= The task =
Where does the string "below" appear in the records? Copy every line that contains it.

Top of Extracted data

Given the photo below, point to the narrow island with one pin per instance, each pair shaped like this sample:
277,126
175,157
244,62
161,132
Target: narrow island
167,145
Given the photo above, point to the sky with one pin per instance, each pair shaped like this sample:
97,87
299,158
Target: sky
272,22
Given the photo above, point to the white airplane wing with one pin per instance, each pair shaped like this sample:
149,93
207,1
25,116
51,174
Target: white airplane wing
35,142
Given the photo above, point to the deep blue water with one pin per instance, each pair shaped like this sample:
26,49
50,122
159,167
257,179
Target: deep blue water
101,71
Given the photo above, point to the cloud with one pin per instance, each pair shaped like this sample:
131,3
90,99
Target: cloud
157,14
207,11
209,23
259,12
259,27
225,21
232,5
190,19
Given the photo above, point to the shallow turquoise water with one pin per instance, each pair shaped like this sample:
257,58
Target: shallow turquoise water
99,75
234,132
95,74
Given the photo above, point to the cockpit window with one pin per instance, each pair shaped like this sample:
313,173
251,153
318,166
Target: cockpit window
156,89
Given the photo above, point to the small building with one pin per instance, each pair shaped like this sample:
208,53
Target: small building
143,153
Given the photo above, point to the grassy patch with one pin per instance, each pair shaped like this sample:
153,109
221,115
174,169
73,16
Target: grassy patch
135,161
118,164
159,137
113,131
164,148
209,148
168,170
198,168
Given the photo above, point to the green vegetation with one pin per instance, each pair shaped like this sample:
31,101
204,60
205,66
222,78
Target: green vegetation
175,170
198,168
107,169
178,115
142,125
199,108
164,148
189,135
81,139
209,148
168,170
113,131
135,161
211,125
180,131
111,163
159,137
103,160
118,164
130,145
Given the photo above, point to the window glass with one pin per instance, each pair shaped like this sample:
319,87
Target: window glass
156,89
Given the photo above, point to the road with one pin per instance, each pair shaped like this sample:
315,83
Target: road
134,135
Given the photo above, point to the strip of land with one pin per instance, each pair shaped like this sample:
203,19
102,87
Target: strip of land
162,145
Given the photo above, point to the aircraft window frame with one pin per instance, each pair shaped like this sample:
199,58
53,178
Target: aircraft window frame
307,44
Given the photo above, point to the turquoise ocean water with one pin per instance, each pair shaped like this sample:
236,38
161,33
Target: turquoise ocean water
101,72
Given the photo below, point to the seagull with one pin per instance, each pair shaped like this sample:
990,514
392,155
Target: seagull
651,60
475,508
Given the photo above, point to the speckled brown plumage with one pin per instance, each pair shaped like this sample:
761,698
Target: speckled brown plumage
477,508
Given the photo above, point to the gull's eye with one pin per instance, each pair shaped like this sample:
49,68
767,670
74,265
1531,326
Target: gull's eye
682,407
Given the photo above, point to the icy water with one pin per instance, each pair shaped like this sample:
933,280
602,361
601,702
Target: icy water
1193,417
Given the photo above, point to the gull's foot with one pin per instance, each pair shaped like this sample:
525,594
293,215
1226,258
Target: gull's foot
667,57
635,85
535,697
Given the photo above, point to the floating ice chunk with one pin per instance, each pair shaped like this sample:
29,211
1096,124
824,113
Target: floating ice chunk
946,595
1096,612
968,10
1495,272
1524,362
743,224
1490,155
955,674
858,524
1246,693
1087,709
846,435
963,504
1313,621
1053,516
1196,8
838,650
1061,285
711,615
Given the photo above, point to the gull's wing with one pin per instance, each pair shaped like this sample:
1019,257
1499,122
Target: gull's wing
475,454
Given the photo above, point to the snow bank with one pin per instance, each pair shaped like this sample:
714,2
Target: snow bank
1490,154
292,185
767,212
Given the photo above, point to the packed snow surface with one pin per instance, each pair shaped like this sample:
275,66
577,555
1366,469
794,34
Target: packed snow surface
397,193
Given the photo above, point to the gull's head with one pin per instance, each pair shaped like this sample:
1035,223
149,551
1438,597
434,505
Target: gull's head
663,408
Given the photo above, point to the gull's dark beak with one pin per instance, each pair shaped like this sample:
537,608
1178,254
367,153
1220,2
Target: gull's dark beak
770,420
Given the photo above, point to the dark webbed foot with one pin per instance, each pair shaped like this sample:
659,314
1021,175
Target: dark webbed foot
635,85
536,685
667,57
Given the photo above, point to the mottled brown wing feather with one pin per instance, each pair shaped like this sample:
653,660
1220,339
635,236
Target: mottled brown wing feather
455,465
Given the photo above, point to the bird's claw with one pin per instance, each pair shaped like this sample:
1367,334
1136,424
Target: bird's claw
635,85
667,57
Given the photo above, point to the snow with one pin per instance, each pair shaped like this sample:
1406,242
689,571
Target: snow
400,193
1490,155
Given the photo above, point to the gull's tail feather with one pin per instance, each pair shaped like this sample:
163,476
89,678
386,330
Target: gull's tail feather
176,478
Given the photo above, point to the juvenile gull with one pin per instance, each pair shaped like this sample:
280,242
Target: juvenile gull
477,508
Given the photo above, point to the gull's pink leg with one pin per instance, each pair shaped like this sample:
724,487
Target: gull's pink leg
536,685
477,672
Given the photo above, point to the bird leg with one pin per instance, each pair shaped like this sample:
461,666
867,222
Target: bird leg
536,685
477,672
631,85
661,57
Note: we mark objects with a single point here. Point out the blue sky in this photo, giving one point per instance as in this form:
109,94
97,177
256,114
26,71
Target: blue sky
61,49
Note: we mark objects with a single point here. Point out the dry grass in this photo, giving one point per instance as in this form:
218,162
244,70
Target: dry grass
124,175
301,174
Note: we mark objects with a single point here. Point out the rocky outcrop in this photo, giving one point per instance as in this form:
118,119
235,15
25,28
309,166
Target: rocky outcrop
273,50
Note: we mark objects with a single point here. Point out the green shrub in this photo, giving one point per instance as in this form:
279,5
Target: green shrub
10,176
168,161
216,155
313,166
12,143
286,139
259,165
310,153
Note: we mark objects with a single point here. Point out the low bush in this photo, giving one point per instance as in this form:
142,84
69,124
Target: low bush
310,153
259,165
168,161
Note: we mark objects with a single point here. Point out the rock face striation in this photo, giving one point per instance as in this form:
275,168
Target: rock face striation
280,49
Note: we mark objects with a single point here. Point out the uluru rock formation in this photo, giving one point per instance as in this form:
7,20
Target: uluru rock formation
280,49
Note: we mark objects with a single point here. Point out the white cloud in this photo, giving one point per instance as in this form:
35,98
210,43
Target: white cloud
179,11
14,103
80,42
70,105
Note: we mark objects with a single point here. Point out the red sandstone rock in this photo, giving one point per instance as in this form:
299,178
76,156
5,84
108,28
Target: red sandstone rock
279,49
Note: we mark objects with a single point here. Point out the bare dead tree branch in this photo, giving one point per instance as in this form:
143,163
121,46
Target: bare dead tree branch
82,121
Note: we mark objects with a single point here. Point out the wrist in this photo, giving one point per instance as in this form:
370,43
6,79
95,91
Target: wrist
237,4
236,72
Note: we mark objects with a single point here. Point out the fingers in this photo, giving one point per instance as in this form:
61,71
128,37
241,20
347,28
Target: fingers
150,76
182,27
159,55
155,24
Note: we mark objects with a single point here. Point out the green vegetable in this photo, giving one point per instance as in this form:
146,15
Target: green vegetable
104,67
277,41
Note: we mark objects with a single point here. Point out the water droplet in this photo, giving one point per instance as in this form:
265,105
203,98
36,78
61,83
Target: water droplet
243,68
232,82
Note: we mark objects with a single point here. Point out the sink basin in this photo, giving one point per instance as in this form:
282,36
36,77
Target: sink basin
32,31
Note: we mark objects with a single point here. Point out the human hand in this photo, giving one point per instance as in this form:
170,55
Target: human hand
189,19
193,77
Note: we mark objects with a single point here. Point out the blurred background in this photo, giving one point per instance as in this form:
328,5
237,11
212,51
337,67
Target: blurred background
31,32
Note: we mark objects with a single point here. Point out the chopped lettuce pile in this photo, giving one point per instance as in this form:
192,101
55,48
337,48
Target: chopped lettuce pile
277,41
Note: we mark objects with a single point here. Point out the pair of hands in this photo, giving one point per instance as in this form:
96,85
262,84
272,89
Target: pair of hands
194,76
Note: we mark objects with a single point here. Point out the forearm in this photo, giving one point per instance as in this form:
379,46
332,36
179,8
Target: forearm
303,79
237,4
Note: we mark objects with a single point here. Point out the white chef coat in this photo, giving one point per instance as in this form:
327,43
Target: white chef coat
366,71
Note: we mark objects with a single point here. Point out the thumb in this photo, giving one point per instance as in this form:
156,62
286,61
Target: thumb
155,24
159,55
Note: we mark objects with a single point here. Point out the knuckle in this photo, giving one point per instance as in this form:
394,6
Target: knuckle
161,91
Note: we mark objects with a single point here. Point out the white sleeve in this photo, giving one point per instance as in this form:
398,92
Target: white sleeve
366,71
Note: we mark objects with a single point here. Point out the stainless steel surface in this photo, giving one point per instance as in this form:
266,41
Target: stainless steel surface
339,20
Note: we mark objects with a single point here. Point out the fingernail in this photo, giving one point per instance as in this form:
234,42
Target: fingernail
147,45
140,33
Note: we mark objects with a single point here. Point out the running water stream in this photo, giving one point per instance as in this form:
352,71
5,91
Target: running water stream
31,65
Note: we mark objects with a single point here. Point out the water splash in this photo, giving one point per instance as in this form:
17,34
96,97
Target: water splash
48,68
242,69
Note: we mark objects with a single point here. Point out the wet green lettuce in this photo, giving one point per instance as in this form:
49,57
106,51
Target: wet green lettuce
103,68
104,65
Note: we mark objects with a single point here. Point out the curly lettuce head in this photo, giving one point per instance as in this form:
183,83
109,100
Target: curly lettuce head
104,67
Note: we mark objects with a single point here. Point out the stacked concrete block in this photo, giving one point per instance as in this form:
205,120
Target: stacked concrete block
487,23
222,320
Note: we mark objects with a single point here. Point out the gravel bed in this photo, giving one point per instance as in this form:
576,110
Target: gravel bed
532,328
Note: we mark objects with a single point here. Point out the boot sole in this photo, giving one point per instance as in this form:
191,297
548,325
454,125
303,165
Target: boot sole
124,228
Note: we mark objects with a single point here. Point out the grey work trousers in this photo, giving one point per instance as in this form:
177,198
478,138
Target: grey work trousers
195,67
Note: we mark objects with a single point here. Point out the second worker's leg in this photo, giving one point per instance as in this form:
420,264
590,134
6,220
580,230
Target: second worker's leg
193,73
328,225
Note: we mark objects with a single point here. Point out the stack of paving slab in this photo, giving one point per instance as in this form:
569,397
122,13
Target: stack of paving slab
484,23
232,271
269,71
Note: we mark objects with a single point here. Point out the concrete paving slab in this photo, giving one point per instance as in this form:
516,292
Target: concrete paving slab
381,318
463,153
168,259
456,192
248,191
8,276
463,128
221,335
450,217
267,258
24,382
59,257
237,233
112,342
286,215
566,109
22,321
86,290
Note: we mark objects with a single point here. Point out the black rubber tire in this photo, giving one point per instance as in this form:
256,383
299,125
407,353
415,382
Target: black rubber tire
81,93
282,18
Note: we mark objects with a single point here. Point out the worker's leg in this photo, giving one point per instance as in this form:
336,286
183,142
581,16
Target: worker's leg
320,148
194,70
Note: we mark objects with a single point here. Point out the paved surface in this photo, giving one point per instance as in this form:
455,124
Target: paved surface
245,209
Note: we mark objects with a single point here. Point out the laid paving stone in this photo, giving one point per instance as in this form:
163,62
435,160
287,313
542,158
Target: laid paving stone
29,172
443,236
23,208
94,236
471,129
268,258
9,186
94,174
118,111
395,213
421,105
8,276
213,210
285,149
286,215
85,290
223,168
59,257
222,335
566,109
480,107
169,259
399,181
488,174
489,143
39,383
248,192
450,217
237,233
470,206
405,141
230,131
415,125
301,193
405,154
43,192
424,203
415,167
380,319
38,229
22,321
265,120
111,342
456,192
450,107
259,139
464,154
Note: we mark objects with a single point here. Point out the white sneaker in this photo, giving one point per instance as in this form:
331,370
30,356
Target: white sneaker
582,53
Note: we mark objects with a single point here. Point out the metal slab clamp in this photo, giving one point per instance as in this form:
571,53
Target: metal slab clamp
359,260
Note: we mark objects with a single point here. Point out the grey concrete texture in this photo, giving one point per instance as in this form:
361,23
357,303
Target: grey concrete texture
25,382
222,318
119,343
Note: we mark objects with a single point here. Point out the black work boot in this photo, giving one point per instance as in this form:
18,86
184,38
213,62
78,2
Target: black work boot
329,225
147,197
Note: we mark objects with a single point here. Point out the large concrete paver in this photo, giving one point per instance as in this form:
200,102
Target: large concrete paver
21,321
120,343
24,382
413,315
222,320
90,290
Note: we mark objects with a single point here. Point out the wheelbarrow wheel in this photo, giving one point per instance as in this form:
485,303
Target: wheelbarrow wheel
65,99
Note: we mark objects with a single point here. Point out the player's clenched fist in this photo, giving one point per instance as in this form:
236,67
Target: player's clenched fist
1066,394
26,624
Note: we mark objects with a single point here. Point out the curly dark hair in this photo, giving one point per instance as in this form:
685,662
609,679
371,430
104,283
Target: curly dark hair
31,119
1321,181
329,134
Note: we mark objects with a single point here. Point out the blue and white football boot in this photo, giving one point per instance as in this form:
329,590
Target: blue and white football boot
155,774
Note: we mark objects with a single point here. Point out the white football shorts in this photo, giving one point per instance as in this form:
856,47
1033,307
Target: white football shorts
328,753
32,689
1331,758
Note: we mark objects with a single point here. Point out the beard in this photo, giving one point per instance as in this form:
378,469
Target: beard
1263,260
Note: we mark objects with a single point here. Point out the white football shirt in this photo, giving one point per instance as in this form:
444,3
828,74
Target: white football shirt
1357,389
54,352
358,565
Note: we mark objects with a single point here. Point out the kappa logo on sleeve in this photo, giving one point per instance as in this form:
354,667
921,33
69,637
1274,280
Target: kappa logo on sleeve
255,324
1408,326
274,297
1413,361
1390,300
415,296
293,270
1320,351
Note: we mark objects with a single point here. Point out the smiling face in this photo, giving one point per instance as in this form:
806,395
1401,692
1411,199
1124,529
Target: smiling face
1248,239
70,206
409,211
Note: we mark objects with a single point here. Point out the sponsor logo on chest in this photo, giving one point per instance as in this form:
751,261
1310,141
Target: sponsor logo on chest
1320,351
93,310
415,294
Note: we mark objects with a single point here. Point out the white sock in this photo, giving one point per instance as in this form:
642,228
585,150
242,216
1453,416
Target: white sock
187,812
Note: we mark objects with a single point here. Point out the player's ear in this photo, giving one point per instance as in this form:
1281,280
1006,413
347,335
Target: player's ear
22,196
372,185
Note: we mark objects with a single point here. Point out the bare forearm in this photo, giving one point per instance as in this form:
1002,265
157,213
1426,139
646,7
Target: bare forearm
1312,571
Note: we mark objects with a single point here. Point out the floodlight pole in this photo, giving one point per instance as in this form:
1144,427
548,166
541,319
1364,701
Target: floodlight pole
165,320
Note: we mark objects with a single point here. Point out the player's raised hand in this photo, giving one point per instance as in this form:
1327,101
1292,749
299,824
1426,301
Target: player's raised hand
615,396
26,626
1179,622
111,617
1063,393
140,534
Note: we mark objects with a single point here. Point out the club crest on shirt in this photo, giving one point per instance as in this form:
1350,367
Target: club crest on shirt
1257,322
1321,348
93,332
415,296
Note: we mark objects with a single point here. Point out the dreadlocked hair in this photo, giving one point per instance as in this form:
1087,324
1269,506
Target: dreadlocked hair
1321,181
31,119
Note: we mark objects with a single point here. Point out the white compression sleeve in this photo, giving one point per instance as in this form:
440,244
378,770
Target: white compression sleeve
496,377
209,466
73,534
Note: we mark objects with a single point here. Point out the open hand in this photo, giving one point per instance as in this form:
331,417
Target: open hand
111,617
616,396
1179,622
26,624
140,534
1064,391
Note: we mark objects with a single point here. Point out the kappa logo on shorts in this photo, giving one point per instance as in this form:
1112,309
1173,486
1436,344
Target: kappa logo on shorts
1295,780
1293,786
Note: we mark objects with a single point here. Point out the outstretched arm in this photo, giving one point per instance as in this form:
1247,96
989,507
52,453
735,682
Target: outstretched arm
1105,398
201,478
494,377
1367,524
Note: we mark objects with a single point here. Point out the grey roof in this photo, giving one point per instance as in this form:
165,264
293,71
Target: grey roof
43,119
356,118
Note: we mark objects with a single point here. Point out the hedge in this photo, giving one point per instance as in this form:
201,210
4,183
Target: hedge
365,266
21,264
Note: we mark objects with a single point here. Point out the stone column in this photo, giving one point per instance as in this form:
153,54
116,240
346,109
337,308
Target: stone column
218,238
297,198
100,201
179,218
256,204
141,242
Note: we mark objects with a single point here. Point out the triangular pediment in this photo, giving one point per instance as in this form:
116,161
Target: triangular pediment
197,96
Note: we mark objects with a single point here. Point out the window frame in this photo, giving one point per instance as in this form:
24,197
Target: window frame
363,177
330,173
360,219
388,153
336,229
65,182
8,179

Bottom of Extracted data

= Answer area =
Given the photo below, point to the narrow island with one pin per instance, each pair shaped like this sample:
Given the photo below, point to the seagull with one pin per instance, each pair shaped like this sample:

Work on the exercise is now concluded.